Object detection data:
▼
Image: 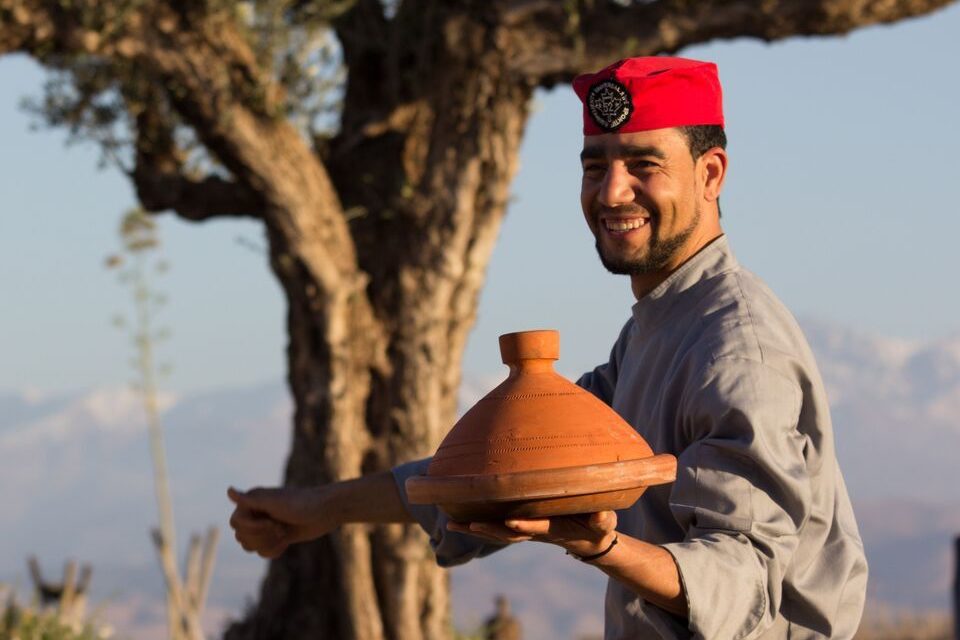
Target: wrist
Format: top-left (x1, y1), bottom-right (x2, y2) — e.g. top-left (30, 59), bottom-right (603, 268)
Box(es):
top-left (566, 531), bottom-right (619, 562)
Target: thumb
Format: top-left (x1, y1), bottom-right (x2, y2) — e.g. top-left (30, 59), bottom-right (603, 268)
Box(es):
top-left (227, 487), bottom-right (246, 505)
top-left (227, 487), bottom-right (259, 509)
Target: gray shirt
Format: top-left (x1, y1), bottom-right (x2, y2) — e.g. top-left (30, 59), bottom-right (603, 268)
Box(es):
top-left (394, 237), bottom-right (867, 640)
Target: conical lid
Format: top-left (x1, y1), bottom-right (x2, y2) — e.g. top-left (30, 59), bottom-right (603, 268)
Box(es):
top-left (427, 330), bottom-right (653, 477)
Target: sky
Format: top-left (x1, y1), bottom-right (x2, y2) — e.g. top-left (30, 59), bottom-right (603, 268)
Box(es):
top-left (0, 5), bottom-right (960, 393)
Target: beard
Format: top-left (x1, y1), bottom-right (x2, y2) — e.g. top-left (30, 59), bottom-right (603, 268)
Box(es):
top-left (596, 207), bottom-right (700, 276)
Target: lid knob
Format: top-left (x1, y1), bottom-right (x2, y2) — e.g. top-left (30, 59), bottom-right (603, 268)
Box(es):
top-left (500, 329), bottom-right (560, 365)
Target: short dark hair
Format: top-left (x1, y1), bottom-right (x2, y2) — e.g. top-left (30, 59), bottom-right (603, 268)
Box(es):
top-left (677, 124), bottom-right (727, 160)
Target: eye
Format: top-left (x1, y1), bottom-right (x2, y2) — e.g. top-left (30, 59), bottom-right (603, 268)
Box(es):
top-left (583, 163), bottom-right (607, 180)
top-left (629, 160), bottom-right (660, 171)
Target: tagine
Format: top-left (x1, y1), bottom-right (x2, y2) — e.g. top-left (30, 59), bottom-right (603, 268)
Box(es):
top-left (406, 330), bottom-right (677, 522)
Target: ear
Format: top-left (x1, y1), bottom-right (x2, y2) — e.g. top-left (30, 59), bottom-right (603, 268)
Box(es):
top-left (697, 147), bottom-right (727, 202)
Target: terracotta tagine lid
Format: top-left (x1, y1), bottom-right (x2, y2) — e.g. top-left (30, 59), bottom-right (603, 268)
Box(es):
top-left (406, 330), bottom-right (677, 522)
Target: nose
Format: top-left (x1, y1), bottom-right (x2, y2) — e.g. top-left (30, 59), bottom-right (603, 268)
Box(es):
top-left (597, 162), bottom-right (634, 207)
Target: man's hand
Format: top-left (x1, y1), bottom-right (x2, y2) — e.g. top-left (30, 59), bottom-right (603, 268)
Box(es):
top-left (227, 487), bottom-right (340, 558)
top-left (447, 511), bottom-right (617, 556)
top-left (227, 471), bottom-right (413, 558)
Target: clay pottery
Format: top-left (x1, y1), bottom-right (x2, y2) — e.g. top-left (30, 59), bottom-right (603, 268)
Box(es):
top-left (406, 330), bottom-right (677, 522)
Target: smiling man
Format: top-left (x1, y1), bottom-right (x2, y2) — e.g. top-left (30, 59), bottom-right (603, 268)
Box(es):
top-left (231, 57), bottom-right (867, 640)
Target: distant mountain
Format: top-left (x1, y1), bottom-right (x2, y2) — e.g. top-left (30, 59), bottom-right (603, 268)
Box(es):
top-left (0, 321), bottom-right (960, 640)
top-left (804, 322), bottom-right (960, 503)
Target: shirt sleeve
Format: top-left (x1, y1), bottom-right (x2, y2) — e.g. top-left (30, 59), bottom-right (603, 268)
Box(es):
top-left (577, 318), bottom-right (633, 405)
top-left (392, 458), bottom-right (507, 567)
top-left (660, 358), bottom-right (811, 639)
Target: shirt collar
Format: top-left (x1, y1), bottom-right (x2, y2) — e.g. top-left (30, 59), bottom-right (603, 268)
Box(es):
top-left (633, 235), bottom-right (739, 331)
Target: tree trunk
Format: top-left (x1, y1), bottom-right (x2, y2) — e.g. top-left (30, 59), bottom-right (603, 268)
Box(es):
top-left (227, 7), bottom-right (533, 640)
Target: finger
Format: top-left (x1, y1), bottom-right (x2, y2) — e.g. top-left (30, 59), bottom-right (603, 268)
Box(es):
top-left (234, 531), bottom-right (288, 553)
top-left (470, 522), bottom-right (532, 542)
top-left (230, 515), bottom-right (287, 538)
top-left (587, 511), bottom-right (617, 533)
top-left (504, 518), bottom-right (552, 536)
top-left (227, 487), bottom-right (276, 511)
top-left (447, 522), bottom-right (530, 544)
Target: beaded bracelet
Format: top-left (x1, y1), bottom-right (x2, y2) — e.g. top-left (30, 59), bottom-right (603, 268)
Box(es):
▲
» What you need to do: Extract the lines above exactly as they appear, covering every line, and omit the pictures from the answer.

» Written response:
Image: 
Target: wrist
Format: top-left (x1, y1), bottom-right (x2, y2) — e.g. top-left (30, 59), bottom-right (603, 268)
Box(es):
top-left (566, 531), bottom-right (619, 562)
Target: thumb
Format: top-left (x1, y1), bottom-right (x2, y2) — e.g. top-left (30, 59), bottom-right (603, 268)
Box(es):
top-left (227, 487), bottom-right (246, 505)
top-left (227, 487), bottom-right (259, 509)
Target: gray shirt
Format: top-left (x1, y1), bottom-right (x2, y2) — e.g. top-left (30, 59), bottom-right (603, 268)
Box(es):
top-left (394, 237), bottom-right (867, 640)
Target: conical lid
Format: top-left (x1, y1), bottom-right (x2, y2) — e.g. top-left (30, 59), bottom-right (603, 268)
Box(es):
top-left (427, 330), bottom-right (653, 477)
Target: sky
Format: top-left (x1, y1), bottom-right (x2, y2) — e.g. top-left (30, 59), bottom-right (603, 268)
Box(es):
top-left (0, 5), bottom-right (960, 393)
Target: beard
Format: top-left (x1, y1), bottom-right (x2, y2) — e.g. top-left (30, 59), bottom-right (603, 268)
Box(es):
top-left (596, 207), bottom-right (700, 276)
Target: lid knob
Format: top-left (x1, y1), bottom-right (x2, y2) — e.g. top-left (30, 59), bottom-right (603, 268)
Box(es):
top-left (500, 329), bottom-right (560, 365)
Target: short dark hair
Format: top-left (x1, y1), bottom-right (x2, y2) — e.g. top-left (30, 59), bottom-right (603, 268)
Box(es):
top-left (677, 124), bottom-right (727, 160)
Target: eye
Format: top-left (x1, y1), bottom-right (x2, y2) — e.g. top-left (30, 59), bottom-right (603, 268)
Box(es):
top-left (583, 163), bottom-right (607, 180)
top-left (629, 160), bottom-right (660, 171)
Target: tagine
Format: top-left (x1, y1), bottom-right (x2, y2) — e.g. top-left (30, 59), bottom-right (603, 268)
Box(es):
top-left (406, 330), bottom-right (677, 522)
Target: ear
Format: top-left (x1, y1), bottom-right (x2, y2) — e.g. top-left (30, 59), bottom-right (603, 268)
Box(es):
top-left (697, 147), bottom-right (727, 202)
Target: terracotta tagine lid
Format: top-left (x1, y1), bottom-right (x2, y2) — e.g. top-left (30, 59), bottom-right (603, 268)
Box(es):
top-left (406, 330), bottom-right (677, 522)
Target: nose
Format: top-left (x1, y1), bottom-right (x2, y2) — e.g. top-left (30, 59), bottom-right (603, 268)
Box(es):
top-left (597, 162), bottom-right (634, 207)
Target: man's hand
Format: top-left (x1, y1), bottom-right (x2, y2) — e.g. top-left (30, 59), bottom-right (603, 268)
Box(es):
top-left (227, 487), bottom-right (340, 558)
top-left (447, 511), bottom-right (617, 556)
top-left (227, 471), bottom-right (413, 558)
Target: clay pottery
Format: top-left (x1, y1), bottom-right (x2, y2) — e.g. top-left (30, 59), bottom-right (603, 268)
Box(es):
top-left (406, 330), bottom-right (677, 522)
Target: smiling man
Format: top-left (x1, y1), bottom-right (x2, y2) — e.g. top-left (30, 59), bottom-right (603, 268)
Box(es):
top-left (231, 57), bottom-right (867, 640)
Target: distant mountain
Format: top-left (x1, y1), bottom-right (x2, y2) — e.g. top-left (30, 59), bottom-right (603, 268)
Box(es):
top-left (0, 321), bottom-right (960, 640)
top-left (804, 322), bottom-right (960, 503)
Target: shirt sleeve
Format: top-left (x1, y1), bottom-right (x2, y2) — e.g. top-left (30, 59), bottom-right (603, 268)
Box(es):
top-left (577, 318), bottom-right (633, 405)
top-left (392, 458), bottom-right (507, 567)
top-left (660, 358), bottom-right (811, 639)
Target: shirt collar
Format: top-left (x1, y1), bottom-right (x2, y2) — e.g. top-left (30, 59), bottom-right (603, 268)
Box(es):
top-left (633, 235), bottom-right (739, 331)
Target: tree trunk
Format: top-left (x1, y1), bottom-right (x2, y2) — e.g. top-left (30, 59), bottom-right (603, 268)
Box(es):
top-left (227, 7), bottom-right (533, 640)
Target: finger
Format: top-left (x1, y1), bottom-right (x2, y2) — e.g. top-left (30, 59), bottom-right (603, 268)
Box(es):
top-left (234, 531), bottom-right (288, 553)
top-left (470, 522), bottom-right (532, 542)
top-left (230, 515), bottom-right (287, 538)
top-left (587, 511), bottom-right (617, 533)
top-left (504, 518), bottom-right (552, 536)
top-left (227, 487), bottom-right (276, 511)
top-left (447, 522), bottom-right (530, 544)
Target: beaded bracelet
Format: top-left (x1, y1), bottom-right (x2, y2) — e.g. top-left (30, 59), bottom-right (603, 268)
Box(es):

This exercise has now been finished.